** Opening RECORDS PROVIDED block **

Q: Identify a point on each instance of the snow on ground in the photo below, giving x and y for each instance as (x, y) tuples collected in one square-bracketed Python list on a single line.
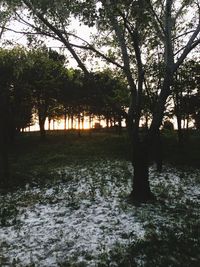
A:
[(83, 216)]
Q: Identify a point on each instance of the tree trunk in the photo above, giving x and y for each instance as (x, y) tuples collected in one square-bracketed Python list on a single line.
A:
[(42, 128), (65, 119), (4, 166), (141, 188)]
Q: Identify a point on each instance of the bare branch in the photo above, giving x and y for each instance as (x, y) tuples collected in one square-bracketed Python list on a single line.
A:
[(190, 45), (59, 34), (157, 22), (91, 48)]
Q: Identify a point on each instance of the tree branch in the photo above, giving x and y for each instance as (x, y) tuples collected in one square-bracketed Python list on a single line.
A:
[(59, 34), (190, 45)]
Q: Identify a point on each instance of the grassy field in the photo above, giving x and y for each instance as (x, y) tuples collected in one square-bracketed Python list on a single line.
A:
[(31, 159), (68, 206)]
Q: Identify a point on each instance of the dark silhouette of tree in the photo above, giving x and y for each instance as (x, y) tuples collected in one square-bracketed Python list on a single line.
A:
[(133, 27)]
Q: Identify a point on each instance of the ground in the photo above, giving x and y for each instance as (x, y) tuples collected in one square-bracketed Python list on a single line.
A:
[(68, 206), (83, 218)]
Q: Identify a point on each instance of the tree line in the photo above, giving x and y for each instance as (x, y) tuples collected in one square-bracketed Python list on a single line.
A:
[(135, 35)]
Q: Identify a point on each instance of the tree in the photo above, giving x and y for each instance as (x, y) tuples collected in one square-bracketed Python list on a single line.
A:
[(45, 78), (135, 27), (15, 102)]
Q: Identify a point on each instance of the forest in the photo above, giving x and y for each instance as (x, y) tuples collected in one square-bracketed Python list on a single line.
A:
[(125, 190)]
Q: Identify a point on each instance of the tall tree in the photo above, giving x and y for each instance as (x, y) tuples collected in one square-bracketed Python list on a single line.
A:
[(133, 27)]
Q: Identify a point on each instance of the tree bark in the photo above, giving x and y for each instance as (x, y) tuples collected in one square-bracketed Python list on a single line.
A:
[(42, 128), (141, 191)]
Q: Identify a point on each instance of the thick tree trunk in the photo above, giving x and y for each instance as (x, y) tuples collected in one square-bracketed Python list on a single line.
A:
[(42, 129), (65, 119), (141, 191), (4, 166)]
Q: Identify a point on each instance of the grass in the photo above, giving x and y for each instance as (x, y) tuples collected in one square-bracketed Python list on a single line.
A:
[(57, 168), (34, 161)]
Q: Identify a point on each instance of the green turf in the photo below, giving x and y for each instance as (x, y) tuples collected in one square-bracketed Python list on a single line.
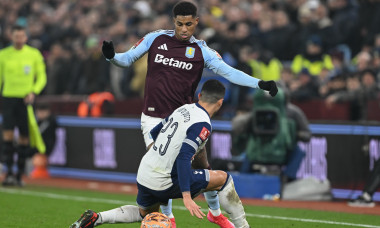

** Closing RECORDS PROVIDED block **

REQUIRED ACTION: Copy each line of the listing that contains "trunk".

SOLUTION TO THE EXERCISE:
Q: Identify a point on each instance of the tree trunk in the photo above, giving x and y for each instance as (x, y) tuples collected in one square-bracketed Python list on a single line.
Q: Identify a point on each instance of the thick tree trunk in the photo above, giving x and y for each instance as (x, y) tuples collected in one square-bracketed Python list on a single line.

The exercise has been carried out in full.